» **Problem statement**
Resume the blog post about Amazon Studios announcing a Woody Allen television series, continuing it from its final sentence.

» **Supplied passage**
——
January 13, 2015

"If you were wondering what Amazon was going to do to follow up its Golden Globes success with Transparent, wonder no more..."

"... Tuesday morning, Amazon Studios announced that Woody Allen will create his first TV series ever for it."

IN THE COMMENTS: Eric the Fruit Bat said: "Fantastic!!! Now I can treat myself to even more of an elderly neurotic man's internal dialogue as spoken by gorgeous young women I'd love to bang!"

27 comments:

Rob said...

Following up Transparent with Bad Parent. (Having said that, I'll note that I enjoyed Transparent and I don't care about Woody Allen's living arrangements as long as he's funny. Besides, Mia Farrow is a nutcase.)

David said...

Mamma Mia!

rehajm said...

The stigma of “slumming” in TV is pretty much gone. Maybe it didn’t need to be said at this point, with directors from Steven Soderbergh to Lena Dunham to David Fincher making TV—and making it hands-on, not just slapping their names on a project as producers.
——
» **Supplied data**
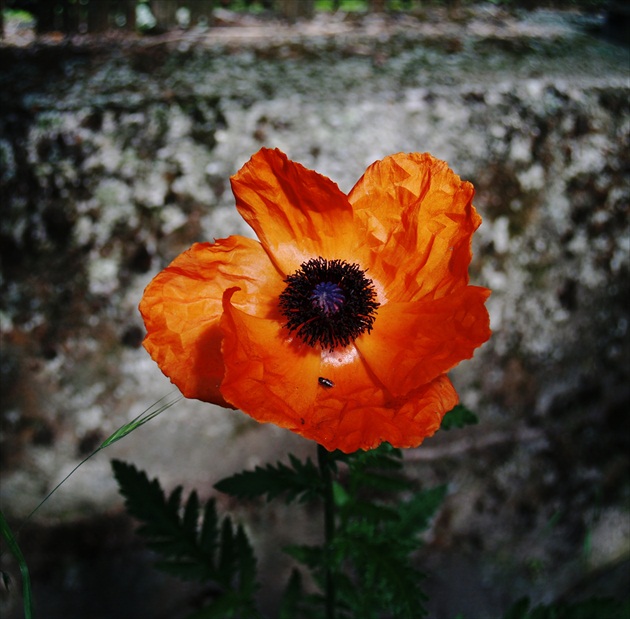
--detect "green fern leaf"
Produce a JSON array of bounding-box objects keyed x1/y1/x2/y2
[{"x1": 214, "y1": 455, "x2": 322, "y2": 503}]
——
» **Answer**
TIME says it's okay for Allen because great directors like Lena Dunham have done it.

Charlie said...

Take The Money And Run!

Scott said...

Will Woody Allen's new series feature pubescent girls?

Revenant said...

Neat!

tim in vermont said...

TIME says it's okay for Allen because great directors like Lena Dunham have done it.

Ha!

William said...

I saw his latest movie, Magic in the Moonlight. It's pretty good. I don't know if his dialogue was all that clever or witty, but the actors delivered the lines like they were. Colin Firth added a bit of Henry Higgins overlay to his standard Darcy character and wore terrific clothes. The cinematographer could have been Manet's grandson, and the location scout knew where the prettiest places are in the south of France. It's a very pleasant movie to watch.....Woody Allen has some executive skills. He knows how to recruit a good cast and support staff.

Brando said...

I've liked a lot of Allen's movies. Would this be the first time he did television? If so, good for him and good for Amazon competing for new content. These are only good signs for television.

tim in vermont said...

Is it really "Television"?

I have always like Woody too. If I refused patronage to the product of artists I disagreed with morally or personally, I would be left reading maybe half the Harvard Classics.

CJinPA said...

This was the announcement. Wait for The Internet to mull it over and pass judgment before considering it official.

kjbe said...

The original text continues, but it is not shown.